Entries provided
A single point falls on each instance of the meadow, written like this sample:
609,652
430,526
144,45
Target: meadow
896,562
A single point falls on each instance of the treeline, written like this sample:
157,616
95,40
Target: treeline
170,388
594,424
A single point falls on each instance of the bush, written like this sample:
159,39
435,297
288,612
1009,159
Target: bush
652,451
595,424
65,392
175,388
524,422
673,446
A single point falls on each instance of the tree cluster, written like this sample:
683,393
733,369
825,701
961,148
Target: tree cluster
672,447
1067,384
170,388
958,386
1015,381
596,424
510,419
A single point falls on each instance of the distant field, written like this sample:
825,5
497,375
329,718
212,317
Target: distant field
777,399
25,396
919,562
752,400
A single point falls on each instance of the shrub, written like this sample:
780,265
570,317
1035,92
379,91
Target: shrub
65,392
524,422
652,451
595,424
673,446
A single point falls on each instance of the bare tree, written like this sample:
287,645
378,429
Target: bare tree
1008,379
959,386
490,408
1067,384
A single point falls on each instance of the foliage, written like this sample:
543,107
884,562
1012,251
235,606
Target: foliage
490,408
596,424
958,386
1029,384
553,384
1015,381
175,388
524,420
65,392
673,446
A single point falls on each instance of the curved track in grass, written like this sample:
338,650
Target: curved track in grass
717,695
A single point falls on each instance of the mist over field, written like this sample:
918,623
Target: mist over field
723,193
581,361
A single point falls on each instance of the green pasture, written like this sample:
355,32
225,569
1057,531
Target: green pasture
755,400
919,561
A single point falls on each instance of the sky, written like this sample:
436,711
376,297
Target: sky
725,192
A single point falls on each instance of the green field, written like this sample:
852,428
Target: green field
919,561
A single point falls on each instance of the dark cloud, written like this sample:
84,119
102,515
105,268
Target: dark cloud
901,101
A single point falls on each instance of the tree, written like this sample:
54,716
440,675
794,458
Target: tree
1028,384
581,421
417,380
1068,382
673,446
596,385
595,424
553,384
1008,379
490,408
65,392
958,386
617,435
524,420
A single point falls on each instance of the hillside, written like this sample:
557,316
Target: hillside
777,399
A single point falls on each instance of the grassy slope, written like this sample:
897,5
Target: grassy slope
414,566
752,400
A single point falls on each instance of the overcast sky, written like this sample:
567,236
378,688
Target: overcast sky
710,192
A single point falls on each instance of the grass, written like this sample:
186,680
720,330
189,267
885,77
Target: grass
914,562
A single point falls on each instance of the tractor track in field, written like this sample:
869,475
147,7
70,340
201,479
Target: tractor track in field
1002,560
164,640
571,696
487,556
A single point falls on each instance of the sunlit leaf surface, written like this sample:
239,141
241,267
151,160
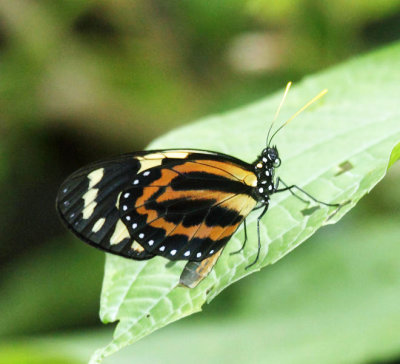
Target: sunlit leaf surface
337,150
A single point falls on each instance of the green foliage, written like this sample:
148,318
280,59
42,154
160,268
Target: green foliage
356,125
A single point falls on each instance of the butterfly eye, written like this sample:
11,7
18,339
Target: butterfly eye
277,163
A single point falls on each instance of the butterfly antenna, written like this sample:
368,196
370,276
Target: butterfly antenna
315,98
289,84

Problem requirements
Everything from the first line above up to and including the line that contains "tree cluster, written" should be printed exactly; please print only that.

Solution to the problem
A single point falls on each instance of the meadow, written like this sample:
609,652
430,526
144,45
Target: meadow
896,562
A single point falls on each instance of the treeline, written like this sample:
157,616
95,40
Target: treeline
170,388
594,424
A single point falls on each instance of the bush, written like this sample:
159,39
435,297
288,612
1009,159
Target: bush
652,451
595,424
65,392
175,388
524,422
673,446
A single point falls on each instance of the tree cluster, written like this sample:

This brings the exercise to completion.